Reading text:
# Best way of learning harmony?



## Manok

I realized part of my problem writing music is I only have a basic understanding of harmony, and I'd like to know more about how chords work together, along with chords and melody, I have a feeling this can only help me create more complex music. I was playing Beethoven the other day and realized that he does things with harmonies that I never thought of, even things I use every day, so that's my question, I want to be better with at least understanding harmony in general, it doesn't matter if it's modern or classical just general harmony.


----------



## BabyGiraffe

Use Wikipedia - there are many great articles that are compiled from different harmonic manuals and historical theories.

Beethoven usually uses the resources of the Ionian (Natural major), Aeolian (Natural minor), Melodic minor and Harmonic Minor scales. You can encounter some Neapolitan cadences and Double harmonic cadences in his music, but he is not really using these modes melodically (or at least I can't remember hearing them). His late works are derived from dissonant pitch class sets, so you forget about normal analysis and use pitch class set calculator.
There are some good harmony manuals out there, but I have yet to find one that is complete or without nonsense statements (usually wrong analysis of a passage, not recognising the mode that composer used).

http://imslp.org/wiki/Guide_to_the_Practical_Study_of_Harmony_(Tchaikovsky,_Pyotr)

For 20th century harmony, get _one _of these: "Materials and Techniques of 20th Century Music" or "Introduction to Post-Tonal Theory", or "Twentieth-Century Harmony: Creative Aspects and Practice", or "Understanding Post-Tonal Music", or download this:
https://archive.org/details/harmonicmaterial00hans
For "out of the world" stuff like Xenakis or Stockhausen, check their articles, interviews and books.


----------



## EdwardBast

BabyGiraffe said:


> Use Wikipedia - there are many great articles that are compiled from different harmonic manuals and historical theories.
> 
> *Beethoven usually uses the resources of the Ionian (Natural major), Aeolian (Natural minor), Melodic minor and Harmonic Minor scales. You can encounter some Neapolitan cadences and Double harmonic cadences in his music, but he is not really using these modes melodically (or at least I can't remember hearing them). His late works are derived from dissonant pitch class sets, so you forget about normal analysis and use pitch class set calculator.

Recorded data:
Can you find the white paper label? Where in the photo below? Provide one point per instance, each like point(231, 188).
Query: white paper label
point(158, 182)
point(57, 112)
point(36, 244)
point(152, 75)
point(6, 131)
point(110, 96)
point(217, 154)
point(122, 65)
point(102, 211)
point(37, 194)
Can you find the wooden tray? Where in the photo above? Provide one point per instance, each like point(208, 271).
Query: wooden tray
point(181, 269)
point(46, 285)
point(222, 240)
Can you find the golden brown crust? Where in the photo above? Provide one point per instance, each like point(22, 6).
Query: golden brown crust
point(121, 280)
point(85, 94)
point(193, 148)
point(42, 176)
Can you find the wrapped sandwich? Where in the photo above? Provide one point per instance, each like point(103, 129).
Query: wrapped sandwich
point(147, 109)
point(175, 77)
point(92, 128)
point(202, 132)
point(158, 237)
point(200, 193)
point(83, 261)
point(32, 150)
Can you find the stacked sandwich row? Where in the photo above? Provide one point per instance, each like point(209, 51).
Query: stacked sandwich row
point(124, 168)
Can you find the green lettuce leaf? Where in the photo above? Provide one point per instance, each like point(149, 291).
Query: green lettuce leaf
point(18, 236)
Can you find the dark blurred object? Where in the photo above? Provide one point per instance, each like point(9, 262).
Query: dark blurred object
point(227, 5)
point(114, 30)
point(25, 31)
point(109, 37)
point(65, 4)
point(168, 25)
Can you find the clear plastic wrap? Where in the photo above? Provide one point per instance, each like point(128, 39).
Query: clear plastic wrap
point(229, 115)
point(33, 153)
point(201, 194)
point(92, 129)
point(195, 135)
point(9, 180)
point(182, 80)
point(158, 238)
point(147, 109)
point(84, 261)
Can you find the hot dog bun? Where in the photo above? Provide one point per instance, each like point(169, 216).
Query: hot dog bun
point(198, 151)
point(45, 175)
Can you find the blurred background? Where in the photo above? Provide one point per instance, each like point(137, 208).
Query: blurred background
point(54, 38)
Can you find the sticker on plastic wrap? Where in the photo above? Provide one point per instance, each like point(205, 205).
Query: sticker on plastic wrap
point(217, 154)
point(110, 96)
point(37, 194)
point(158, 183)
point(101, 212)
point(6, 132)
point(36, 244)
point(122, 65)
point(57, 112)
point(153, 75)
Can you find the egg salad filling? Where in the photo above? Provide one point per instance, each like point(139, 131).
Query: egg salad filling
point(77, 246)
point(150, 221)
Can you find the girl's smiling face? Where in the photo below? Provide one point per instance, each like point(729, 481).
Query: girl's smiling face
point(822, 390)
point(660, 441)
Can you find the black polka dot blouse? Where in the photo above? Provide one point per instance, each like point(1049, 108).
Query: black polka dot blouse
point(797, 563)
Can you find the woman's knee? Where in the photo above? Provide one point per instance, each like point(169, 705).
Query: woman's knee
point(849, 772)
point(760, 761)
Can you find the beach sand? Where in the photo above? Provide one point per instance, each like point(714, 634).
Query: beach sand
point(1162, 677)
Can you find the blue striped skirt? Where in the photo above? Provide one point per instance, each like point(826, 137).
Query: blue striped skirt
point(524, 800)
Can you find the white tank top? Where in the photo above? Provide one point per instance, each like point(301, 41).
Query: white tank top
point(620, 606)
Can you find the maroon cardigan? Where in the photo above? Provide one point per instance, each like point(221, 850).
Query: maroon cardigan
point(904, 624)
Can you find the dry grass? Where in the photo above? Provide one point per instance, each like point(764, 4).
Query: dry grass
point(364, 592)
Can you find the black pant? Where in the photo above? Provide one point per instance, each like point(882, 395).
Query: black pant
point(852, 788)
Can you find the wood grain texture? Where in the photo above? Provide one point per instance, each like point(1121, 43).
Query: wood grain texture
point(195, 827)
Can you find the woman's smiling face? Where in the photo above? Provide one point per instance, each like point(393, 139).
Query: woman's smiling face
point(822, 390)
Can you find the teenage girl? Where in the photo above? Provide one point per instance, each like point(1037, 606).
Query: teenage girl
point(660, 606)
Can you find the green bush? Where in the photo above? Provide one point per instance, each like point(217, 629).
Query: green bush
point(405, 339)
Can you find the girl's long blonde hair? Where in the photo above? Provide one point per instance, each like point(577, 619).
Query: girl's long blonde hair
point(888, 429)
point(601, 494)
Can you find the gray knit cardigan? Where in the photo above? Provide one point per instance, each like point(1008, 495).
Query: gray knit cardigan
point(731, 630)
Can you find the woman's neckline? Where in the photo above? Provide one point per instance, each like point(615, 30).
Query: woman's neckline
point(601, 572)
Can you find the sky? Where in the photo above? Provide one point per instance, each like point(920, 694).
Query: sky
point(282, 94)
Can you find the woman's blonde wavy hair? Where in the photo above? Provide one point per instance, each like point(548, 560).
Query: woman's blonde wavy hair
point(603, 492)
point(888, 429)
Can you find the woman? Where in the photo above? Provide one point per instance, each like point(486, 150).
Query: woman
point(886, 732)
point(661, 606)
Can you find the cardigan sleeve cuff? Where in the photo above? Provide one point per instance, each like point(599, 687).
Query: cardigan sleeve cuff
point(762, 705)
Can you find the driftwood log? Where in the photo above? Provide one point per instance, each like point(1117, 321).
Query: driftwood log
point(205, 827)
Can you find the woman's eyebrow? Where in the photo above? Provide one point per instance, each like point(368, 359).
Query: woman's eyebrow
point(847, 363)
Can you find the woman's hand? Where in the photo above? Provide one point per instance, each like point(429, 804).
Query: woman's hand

Problem requirements: In the forum thread about learning harmony, what tool does BabyGiraffe suggest using for Beethoven's late works?

Solution to this exercise: A pitch class set calculator.